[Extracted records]
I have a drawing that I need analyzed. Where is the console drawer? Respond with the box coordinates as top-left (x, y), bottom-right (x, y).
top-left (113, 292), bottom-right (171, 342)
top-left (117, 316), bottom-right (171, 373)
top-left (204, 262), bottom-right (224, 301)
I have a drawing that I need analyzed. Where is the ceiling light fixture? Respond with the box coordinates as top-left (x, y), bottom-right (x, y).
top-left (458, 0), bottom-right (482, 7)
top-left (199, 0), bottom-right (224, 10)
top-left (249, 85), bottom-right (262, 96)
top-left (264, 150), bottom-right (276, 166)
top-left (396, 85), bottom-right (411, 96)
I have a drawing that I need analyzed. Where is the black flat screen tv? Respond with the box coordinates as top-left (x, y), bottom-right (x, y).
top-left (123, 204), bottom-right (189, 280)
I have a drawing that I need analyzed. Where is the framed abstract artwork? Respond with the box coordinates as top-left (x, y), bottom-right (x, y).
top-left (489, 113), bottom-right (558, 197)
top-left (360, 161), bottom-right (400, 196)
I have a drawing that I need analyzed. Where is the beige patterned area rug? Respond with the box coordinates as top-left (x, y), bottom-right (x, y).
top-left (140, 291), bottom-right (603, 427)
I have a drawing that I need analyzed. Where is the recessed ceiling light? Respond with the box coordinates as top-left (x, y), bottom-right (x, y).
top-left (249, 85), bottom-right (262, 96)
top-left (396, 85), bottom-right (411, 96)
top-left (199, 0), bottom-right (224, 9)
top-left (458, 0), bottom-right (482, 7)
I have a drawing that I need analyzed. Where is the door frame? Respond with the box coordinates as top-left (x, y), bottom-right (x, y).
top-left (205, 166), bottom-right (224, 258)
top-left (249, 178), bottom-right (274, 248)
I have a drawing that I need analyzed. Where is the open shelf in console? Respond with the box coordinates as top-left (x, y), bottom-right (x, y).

What to work on: Quote only the lines from the line containing "is the door" through the end of the listing, please, keeping both the first and the last line.

Correct response:
I have a drawing that I need analyzed. Where is the door frame? Respond with the box coordinates as top-left (x, y), bottom-right (x, y).
top-left (205, 166), bottom-right (224, 258)
top-left (249, 178), bottom-right (274, 248)
I have a drawing that I need analyzed. Where is the open shelf in console? Respond with the box coordinates as top-left (x, y), bottom-right (x, y).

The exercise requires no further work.